• _WHAT TO PRODUCE_
Nothing but the lines from the one that contains "I would be grateful if you could mark the metal" to the end of the records should be printed, both ends included, exactly as given.

[Stored data entries]
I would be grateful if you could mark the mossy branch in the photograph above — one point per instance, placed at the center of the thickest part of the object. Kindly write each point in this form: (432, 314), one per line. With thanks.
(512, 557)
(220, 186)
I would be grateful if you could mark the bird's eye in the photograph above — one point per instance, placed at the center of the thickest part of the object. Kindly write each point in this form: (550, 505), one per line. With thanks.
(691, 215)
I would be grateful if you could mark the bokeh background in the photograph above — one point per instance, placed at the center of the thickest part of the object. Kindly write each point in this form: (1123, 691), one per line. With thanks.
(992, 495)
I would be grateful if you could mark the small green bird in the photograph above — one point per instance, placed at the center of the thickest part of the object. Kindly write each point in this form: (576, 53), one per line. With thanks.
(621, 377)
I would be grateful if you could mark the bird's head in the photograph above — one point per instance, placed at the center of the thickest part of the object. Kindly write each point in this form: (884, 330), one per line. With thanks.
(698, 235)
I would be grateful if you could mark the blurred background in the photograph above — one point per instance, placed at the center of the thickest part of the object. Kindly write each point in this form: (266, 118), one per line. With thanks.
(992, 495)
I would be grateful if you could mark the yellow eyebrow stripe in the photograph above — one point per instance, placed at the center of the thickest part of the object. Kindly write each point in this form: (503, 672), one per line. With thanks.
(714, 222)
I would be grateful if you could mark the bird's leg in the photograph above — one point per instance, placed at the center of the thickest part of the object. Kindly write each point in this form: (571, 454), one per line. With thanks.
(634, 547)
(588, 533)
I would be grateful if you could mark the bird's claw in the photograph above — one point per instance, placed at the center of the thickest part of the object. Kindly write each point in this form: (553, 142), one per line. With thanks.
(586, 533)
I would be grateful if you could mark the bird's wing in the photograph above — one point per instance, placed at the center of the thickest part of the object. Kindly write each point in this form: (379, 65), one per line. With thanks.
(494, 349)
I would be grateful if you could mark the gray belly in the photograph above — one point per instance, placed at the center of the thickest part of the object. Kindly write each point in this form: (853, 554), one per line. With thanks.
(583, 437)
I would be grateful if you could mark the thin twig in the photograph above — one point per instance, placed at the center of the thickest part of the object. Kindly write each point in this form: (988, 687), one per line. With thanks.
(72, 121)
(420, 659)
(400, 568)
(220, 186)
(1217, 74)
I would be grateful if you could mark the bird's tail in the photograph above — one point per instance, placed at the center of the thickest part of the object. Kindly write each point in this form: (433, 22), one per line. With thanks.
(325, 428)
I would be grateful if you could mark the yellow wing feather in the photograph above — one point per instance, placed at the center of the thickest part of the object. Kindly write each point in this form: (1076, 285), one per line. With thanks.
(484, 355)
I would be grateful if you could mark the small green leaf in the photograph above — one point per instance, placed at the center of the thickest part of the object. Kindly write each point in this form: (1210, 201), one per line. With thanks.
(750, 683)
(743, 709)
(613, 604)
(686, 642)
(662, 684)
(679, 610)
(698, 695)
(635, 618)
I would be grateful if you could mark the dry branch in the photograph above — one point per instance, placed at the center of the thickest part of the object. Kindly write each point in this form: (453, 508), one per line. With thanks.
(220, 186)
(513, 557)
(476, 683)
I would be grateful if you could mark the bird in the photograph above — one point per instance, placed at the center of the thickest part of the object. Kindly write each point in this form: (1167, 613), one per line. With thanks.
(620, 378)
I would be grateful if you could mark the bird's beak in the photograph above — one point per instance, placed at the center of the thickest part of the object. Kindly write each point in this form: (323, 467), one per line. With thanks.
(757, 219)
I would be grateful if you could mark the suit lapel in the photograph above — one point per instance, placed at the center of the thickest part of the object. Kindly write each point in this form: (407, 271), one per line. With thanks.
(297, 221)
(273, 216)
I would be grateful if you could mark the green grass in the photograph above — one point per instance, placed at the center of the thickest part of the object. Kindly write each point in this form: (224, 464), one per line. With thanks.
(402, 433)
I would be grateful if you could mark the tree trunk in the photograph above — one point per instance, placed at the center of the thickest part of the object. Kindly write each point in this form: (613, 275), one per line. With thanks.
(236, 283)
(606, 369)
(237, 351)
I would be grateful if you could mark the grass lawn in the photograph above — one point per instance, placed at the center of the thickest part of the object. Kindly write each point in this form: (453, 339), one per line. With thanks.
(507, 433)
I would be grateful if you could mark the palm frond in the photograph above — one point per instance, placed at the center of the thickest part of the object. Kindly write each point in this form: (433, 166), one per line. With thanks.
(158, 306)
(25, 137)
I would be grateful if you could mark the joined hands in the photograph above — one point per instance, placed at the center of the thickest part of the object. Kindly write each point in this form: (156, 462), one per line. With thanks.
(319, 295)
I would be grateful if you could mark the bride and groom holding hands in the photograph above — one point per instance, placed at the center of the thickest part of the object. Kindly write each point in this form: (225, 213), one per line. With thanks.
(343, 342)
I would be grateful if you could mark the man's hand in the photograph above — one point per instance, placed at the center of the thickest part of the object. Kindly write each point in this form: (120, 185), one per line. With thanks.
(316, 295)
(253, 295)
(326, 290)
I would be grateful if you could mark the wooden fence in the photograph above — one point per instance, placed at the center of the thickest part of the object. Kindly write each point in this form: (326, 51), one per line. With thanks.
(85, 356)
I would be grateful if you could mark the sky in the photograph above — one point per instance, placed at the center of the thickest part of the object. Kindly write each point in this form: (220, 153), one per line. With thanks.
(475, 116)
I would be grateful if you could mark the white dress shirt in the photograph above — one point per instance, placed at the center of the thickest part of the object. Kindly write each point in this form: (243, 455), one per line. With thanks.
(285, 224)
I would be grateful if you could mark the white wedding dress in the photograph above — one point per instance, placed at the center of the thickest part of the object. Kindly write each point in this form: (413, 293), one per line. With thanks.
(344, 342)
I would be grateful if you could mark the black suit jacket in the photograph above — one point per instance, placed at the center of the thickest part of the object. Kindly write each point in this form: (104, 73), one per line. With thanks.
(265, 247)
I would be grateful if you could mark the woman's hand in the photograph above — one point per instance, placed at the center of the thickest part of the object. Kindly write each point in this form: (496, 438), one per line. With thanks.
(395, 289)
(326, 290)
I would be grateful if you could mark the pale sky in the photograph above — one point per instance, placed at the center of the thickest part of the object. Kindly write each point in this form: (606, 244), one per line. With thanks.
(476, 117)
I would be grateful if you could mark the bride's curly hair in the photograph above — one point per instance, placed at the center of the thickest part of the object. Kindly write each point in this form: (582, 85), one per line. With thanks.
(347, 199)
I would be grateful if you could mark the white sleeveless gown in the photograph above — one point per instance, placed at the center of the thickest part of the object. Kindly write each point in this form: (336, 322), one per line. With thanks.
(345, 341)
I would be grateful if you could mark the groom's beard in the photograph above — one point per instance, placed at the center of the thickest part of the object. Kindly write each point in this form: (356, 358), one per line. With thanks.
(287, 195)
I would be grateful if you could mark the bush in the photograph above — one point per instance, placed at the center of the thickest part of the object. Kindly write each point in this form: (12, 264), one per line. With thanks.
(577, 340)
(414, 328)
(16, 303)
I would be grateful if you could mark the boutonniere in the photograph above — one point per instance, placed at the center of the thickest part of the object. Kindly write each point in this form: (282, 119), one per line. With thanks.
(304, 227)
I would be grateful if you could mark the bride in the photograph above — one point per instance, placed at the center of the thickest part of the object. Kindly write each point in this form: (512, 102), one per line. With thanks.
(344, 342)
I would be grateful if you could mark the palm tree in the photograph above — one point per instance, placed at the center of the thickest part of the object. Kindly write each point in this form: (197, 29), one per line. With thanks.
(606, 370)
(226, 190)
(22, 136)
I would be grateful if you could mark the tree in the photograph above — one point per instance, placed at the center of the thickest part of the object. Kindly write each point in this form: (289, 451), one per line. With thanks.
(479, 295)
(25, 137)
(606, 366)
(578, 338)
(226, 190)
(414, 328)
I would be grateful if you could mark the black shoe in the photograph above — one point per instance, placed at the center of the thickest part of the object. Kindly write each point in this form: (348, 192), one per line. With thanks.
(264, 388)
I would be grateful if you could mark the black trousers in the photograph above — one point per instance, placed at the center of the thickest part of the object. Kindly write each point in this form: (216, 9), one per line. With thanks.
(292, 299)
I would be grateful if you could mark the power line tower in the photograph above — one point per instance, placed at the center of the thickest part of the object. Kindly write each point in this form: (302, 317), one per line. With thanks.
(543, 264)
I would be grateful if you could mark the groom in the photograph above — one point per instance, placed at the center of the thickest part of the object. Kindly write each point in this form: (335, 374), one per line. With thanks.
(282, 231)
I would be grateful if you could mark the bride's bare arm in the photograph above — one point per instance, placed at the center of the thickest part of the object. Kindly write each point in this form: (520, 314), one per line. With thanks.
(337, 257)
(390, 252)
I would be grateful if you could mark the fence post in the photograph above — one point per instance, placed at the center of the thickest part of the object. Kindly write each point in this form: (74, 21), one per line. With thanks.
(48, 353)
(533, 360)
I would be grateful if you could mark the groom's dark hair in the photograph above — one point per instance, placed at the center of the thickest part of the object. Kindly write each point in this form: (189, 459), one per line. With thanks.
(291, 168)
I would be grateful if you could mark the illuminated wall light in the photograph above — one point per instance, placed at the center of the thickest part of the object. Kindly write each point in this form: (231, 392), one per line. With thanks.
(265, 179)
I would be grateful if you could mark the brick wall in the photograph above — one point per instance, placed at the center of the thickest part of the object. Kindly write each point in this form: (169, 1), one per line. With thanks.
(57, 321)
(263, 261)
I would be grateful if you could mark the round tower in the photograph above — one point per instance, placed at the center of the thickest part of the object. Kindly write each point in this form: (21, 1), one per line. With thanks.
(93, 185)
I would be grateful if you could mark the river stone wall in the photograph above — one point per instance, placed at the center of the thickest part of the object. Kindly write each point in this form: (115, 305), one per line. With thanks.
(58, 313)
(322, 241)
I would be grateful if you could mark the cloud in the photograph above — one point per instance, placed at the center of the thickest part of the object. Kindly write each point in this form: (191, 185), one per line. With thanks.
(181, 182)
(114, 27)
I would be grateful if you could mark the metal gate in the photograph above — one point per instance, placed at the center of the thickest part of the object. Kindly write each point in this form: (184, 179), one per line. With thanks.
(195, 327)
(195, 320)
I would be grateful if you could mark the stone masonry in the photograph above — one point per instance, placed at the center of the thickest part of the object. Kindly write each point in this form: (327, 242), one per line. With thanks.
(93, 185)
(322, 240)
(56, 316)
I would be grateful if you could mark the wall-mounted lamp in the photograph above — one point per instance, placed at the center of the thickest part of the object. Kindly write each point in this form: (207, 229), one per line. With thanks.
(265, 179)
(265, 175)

• _SOLVED EXERCISE_
I would be grateful if you could mark the metal gate in the photograph above — one point per instance, placed at the center of the thickest part of the object. Kindly write each point in this form: (184, 179), one per line. With thanks.
(195, 327)
(195, 320)
I would be grateful if you could mark the stone masonry in the photograph above — one point per instance, placed at the center of the thickest part of the object. Kindly write each point in this form: (327, 242), one per line. With thanks.
(93, 185)
(322, 240)
(56, 316)
I would be grateful if you could mark the wall-mounted lamp in the photograph above — one point per instance, placed at the center of the thickest part of the object. Kindly write each point in this form: (207, 229), one per line. With thanks.
(265, 179)
(265, 175)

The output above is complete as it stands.